#### Consignes de travail:
Veuillez extraire de l'article sur les droits de douane le passage qui va de « Les investisseurs privilégient » jusqu'à « mais les fournisseurs. » inclus, sans en modifier un seul mot.

#### Extrait sélectionné:
━━━━━━━━━━━━━━━━━━━━━━━━━━━━━━
Grande distribution ou fournisseurs, qui doit absorber les droits de douane ?
Bulletin : Le| Nouvel économiste 06 juin 2025
06 juin 2025
Numéros de page :
p.7
Walmart, lors de la présentation de ses résultats financiers le 15 mai, a averti que la hausse des droits de douane imposés par Donald Trump sur presque toutes les importations entraînera une augmentation des prix. Deux jours plus tard, Trump a suggéré que Walmart et la Chine devraient absorber ces droits de douane. Amazon a également indiqué que les prix pourraient augmenter à cause de ces taxes, tandis que Costco et Home Depot n’envisagent pas d’absorber ces coûts, préférant maintenir leurs marges d’exploitation, ce qui signifie que les fournisseurs supporteront une grande partie du coût.
Les investisseurs privilégient les grands distributeurs, dont les actions se négocient à des multiples de bénéfices futurs très élevés : Home Depot est à égalité avec Meta, Walmart dépasse Microsoft et Nvidia, Costco affiche un multiple presque deux fois supérieur à celui d’Apple, et Amazon talonne Walmart. Malgré la perspective de hausses de prix, ce ne sont pas les consommateurs qui en subissent les conséquences, mais les fournisseurs.
Les distributeurs dictent de plus en plus leurs conditions, non seulement aux fournisseurs anonymes de produits de base, mais aussi à des marques puissantes comme Nike ou Nestlé. Bien que leurs marges d’exploitation soient à un chiffre et représentent à peine plus de la moitié de celles de leurs fournisseurs, la part de bénéfices qu’ils tirent des plus de 5 000 milliards de dollars dépensés chaque année par les consommateurs américains en produits physiques est en augmentation.
━━━━━━━━━━━━━━━━━━━━━━━━━━━━━━
#### Données fournies:

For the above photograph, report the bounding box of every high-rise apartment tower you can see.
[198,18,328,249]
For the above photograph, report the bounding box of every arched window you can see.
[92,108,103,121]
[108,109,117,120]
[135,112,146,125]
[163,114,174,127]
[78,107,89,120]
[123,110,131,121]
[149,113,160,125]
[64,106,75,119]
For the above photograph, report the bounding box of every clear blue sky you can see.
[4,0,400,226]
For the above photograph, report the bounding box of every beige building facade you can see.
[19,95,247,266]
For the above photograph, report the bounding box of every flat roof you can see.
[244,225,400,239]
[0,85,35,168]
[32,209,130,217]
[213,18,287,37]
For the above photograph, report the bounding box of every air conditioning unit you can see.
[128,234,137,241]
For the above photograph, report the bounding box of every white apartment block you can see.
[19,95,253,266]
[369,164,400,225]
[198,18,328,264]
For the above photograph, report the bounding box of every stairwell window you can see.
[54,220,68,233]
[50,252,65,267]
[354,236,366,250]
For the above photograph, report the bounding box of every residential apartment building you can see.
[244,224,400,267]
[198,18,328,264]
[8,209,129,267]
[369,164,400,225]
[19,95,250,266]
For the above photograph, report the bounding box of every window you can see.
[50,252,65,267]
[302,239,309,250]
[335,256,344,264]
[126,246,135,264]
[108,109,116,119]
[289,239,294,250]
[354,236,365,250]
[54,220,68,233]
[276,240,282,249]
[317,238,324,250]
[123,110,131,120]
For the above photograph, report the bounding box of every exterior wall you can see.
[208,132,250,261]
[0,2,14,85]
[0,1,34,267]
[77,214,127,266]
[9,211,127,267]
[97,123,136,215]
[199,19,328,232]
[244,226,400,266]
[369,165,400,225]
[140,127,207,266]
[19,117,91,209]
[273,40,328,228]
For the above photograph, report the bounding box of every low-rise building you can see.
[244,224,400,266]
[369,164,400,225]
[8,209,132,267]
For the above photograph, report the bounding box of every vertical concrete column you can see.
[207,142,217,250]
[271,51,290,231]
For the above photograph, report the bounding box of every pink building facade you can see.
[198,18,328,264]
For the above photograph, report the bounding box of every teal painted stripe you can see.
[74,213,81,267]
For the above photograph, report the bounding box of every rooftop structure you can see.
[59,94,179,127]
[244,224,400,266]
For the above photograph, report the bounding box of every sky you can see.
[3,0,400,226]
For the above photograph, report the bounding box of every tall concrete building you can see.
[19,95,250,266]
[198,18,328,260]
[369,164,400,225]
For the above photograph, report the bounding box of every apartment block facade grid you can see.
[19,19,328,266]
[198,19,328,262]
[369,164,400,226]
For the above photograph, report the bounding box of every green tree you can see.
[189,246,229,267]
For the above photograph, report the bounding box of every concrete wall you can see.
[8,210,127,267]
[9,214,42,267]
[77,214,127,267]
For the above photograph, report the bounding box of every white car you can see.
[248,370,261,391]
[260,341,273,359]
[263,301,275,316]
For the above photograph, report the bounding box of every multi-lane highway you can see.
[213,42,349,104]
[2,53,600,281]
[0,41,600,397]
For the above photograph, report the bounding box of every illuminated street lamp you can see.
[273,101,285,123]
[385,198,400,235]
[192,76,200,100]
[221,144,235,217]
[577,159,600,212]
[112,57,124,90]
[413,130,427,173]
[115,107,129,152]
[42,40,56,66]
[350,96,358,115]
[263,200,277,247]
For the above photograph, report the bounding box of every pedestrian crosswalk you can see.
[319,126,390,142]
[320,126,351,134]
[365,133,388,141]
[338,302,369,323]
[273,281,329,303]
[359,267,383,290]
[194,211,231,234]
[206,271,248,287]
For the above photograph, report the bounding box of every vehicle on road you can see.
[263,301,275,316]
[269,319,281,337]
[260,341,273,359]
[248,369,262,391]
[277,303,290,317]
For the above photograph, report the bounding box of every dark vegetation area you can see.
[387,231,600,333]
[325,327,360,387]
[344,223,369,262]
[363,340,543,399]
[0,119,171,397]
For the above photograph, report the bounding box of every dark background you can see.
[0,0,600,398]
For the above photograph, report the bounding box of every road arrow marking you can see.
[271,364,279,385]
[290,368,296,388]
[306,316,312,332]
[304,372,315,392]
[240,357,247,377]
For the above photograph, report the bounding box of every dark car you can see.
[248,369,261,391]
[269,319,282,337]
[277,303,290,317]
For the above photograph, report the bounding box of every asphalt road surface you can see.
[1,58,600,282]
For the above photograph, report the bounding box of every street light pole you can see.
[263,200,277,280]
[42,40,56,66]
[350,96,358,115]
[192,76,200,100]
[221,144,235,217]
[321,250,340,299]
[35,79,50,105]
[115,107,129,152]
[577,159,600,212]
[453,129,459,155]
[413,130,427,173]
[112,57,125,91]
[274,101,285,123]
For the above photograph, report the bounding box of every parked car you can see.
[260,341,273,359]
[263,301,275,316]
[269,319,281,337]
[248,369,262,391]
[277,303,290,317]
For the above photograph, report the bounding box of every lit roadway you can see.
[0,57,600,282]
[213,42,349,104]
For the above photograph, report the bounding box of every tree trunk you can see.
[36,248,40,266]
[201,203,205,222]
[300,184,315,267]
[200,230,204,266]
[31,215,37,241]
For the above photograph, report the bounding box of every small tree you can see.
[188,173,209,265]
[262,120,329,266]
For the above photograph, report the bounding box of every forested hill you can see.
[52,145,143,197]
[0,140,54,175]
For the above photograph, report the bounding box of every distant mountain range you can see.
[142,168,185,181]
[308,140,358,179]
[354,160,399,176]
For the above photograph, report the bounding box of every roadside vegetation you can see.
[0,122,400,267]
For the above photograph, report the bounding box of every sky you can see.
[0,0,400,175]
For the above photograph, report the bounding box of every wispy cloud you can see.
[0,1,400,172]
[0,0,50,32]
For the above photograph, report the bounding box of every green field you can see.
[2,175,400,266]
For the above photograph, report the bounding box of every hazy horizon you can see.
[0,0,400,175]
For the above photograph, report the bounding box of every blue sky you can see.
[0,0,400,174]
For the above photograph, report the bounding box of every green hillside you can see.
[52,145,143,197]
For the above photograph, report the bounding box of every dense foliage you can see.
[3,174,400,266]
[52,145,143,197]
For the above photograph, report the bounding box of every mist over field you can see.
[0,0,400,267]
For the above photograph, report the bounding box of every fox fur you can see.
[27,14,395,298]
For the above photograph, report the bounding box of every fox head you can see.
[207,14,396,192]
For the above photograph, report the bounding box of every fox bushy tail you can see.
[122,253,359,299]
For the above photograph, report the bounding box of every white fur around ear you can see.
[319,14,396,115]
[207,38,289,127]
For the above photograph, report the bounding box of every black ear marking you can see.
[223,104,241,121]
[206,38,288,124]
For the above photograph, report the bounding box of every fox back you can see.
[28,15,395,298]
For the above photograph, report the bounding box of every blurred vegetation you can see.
━━━━━━━━━━━━━━━━━━━━━━━━━━━━━━
#### Réponse demandée:
Les investisseurs privilégient les grands distributeurs, dont les actions se négocient à des multiples de bénéfices futurs très élevés : Home Depot est à égalité avec Meta, Walmart dépasse Microsoft et Nvidia, Costco affiche un multiple presque deux fois supérieur à celui d’Apple, et Amazon talonne Walmart. Malgré la perspective de hausses de prix, ce ne sont pas les consommateurs qui en subissent les conséquences, mais les fournisseurs.